→ **PROBLEM**:
Please swap every "Output" in the items below for "Answer", keeping everything else unchanged.

→ **INPUT RECORDS**:

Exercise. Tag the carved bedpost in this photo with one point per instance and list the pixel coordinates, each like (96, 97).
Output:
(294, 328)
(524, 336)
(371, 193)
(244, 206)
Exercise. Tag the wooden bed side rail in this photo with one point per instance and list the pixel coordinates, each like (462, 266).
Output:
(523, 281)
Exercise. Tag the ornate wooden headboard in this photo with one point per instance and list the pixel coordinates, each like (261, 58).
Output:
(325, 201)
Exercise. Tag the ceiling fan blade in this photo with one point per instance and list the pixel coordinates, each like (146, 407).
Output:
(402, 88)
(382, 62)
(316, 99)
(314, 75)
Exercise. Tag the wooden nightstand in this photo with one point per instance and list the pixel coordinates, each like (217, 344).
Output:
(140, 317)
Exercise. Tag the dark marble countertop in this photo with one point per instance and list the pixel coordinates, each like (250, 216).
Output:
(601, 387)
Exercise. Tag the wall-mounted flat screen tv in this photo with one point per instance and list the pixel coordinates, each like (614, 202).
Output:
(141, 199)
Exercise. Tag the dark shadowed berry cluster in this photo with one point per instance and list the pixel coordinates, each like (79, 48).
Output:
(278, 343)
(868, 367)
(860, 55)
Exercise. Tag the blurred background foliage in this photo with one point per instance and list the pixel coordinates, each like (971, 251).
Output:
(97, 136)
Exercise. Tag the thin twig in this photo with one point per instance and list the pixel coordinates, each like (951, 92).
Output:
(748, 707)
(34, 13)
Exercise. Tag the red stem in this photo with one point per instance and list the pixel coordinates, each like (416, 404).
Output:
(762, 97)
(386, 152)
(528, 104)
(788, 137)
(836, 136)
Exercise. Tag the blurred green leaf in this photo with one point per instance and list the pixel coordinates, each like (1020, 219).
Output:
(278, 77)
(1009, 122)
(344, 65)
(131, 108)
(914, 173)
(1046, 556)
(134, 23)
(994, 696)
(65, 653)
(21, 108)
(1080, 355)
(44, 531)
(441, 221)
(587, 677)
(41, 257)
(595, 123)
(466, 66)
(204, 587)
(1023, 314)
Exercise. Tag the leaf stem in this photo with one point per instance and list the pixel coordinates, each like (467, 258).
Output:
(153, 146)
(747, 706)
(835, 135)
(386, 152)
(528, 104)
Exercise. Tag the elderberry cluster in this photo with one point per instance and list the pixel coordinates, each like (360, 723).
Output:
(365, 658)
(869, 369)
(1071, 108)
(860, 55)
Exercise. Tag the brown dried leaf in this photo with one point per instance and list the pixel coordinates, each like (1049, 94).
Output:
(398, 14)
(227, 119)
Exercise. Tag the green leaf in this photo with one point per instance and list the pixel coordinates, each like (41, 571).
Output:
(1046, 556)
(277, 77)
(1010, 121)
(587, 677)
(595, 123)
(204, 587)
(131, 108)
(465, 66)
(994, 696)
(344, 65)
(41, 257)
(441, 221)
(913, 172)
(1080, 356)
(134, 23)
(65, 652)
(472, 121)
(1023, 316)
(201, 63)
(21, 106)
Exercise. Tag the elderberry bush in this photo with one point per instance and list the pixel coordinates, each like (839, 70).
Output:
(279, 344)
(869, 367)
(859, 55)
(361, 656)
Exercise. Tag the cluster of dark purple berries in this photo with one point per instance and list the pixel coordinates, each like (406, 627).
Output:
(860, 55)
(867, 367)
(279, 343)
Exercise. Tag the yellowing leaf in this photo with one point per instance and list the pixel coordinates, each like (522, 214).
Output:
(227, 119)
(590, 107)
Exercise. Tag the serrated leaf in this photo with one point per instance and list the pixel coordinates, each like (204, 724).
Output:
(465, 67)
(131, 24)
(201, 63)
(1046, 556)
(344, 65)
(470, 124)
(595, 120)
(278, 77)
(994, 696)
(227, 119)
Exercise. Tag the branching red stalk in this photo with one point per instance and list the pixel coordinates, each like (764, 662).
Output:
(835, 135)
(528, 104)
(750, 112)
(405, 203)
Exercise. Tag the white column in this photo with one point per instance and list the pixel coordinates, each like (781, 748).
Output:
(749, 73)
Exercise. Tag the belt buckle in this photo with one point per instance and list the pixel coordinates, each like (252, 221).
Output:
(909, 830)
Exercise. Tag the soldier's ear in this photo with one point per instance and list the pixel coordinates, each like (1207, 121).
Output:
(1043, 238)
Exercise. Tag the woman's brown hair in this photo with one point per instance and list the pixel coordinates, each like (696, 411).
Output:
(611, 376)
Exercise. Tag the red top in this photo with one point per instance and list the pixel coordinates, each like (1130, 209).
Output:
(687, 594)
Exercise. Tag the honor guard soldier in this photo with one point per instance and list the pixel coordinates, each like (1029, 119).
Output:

→ **RESULT**:
Exercise. Tag the carved bedpost in this photo with one point per instance and list the pixel coordinates, each like (96, 97).
Answer:
(294, 328)
(524, 336)
(371, 193)
(244, 206)
Exercise. Tag the wooden bed side rail in this photo with one point per instance and list the pixel coordinates, each like (462, 266).
Answer:
(523, 281)
Exercise. Tag the ornate wooden headboard in this photo with one point per instance and list the pixel coordinates, each like (261, 58).
Answer:
(325, 201)
Exercise. Tag the ceiling fan blade in this photo with one point per instance and list the pixel coordinates, each like (146, 407).
Answer:
(402, 88)
(382, 62)
(316, 99)
(314, 75)
Exercise. Tag the wooden nightstand in this photo with one point per instance and list the pixel coordinates, each like (217, 344).
Answer:
(140, 317)
Exercise. Tag the dark marble countertop in this photo with one point per instance and list the pixel coordinates, each like (250, 216).
Answer:
(601, 387)
Exercise. Tag the wall-mounted flat screen tv in this photo with one point per instance and list the pixel coordinates, each like (614, 202).
Answer:
(141, 199)
Exercise. Tag the dark shadowed berry cluster in this photo with one point per instance and list the pixel coordinates, each like (79, 48).
Answer:
(278, 343)
(868, 367)
(860, 55)
Exercise. Tag the blurred background foliage in this photo with one point per instance and list the pixel coordinates, each like (971, 251).
Answer:
(97, 136)
Exercise. Tag the thin twig in this photo with one point per instance and list the pixel coordinates, each like (951, 92).
Answer:
(748, 707)
(34, 13)
Exercise. Tag the red stem in this photo with one point per instance and list the pixel coordinates, each like (416, 404).
Answer:
(762, 97)
(386, 152)
(528, 104)
(788, 137)
(836, 136)
Exercise. Tag the blurred green leaf in this photo with one point per instance and list the pixel coordinates, each like (1020, 219).
Answer:
(278, 77)
(1009, 122)
(344, 65)
(131, 108)
(914, 173)
(1046, 556)
(134, 23)
(994, 696)
(65, 653)
(21, 108)
(1080, 355)
(44, 531)
(441, 221)
(587, 677)
(41, 257)
(595, 123)
(466, 66)
(204, 587)
(1023, 314)
Exercise. Tag the leaf stem in this photo with one point per instance and list the pixel coordinates, each like (467, 258).
Answer:
(153, 146)
(747, 706)
(835, 135)
(386, 152)
(528, 104)
Exercise. Tag the elderberry cluster in this photo with one point per instance and list the pixel coordinates, each like (360, 723).
Answer:
(365, 658)
(869, 369)
(1071, 108)
(860, 55)
Exercise. Tag the brown dried leaf in this photo with one point per instance and list the pixel coordinates, each like (1049, 94).
Answer:
(398, 14)
(227, 119)
Exercise. Tag the green leaf in this photo with one point per instance and list the pixel coordinates, each like (41, 571).
Answer:
(1046, 556)
(277, 77)
(1010, 121)
(587, 677)
(595, 123)
(204, 587)
(131, 108)
(465, 66)
(994, 696)
(344, 65)
(41, 257)
(441, 221)
(913, 172)
(1080, 356)
(134, 23)
(65, 652)
(472, 121)
(1023, 316)
(201, 63)
(21, 106)
Exercise. Tag the elderberry bush in this photo with one point per instance and list the pixel coordinates, each like (839, 70).
Answer:
(279, 344)
(869, 367)
(859, 55)
(361, 656)
Exercise. Tag the cluster of dark purple berries in this photo with one point per instance and list the pixel coordinates, each like (406, 627).
Answer:
(860, 55)
(867, 367)
(279, 343)
Exercise. Tag the yellowing leaf in this photo with one point per instance and list the pixel coordinates, each like (522, 214).
Answer:
(227, 119)
(590, 107)
Exercise. Tag the serrated leaf in this photo with one point per instance and list the pixel coordinates, each like (204, 724).
Answer:
(465, 67)
(131, 24)
(201, 63)
(1046, 556)
(344, 65)
(470, 124)
(595, 120)
(278, 77)
(994, 696)
(227, 119)
Exercise. Tag the branching red stalk in this photo with one point per instance and list the pixel coordinates, each like (764, 662).
Answer:
(835, 135)
(528, 104)
(750, 112)
(405, 203)
Exercise. Tag the white column in this photo with one point per instance and list the pixel coordinates, each like (781, 748).
Answer:
(749, 73)
Exercise. Tag the belt buckle in this photo with one point per instance and list the pixel coordinates, each like (252, 221).
Answer:
(909, 830)
Exercise. Tag the soldier's ear in this photo with one point per instance and list the pixel coordinates, each like (1207, 121).
Answer:
(1043, 238)
Exercise. Tag the woman's brown hair in this photo with one point per instance and list the pixel coordinates, each like (696, 411).
Answer:
(611, 376)
Exercise. Tag the red top in this photo with one point per instance and list the pixel coordinates, each like (1130, 209).
Answer:
(687, 594)
Exercise. Tag the honor guard soldier in this photo with one point per instance and list the pixel coordinates, each like (1029, 119).
Answer:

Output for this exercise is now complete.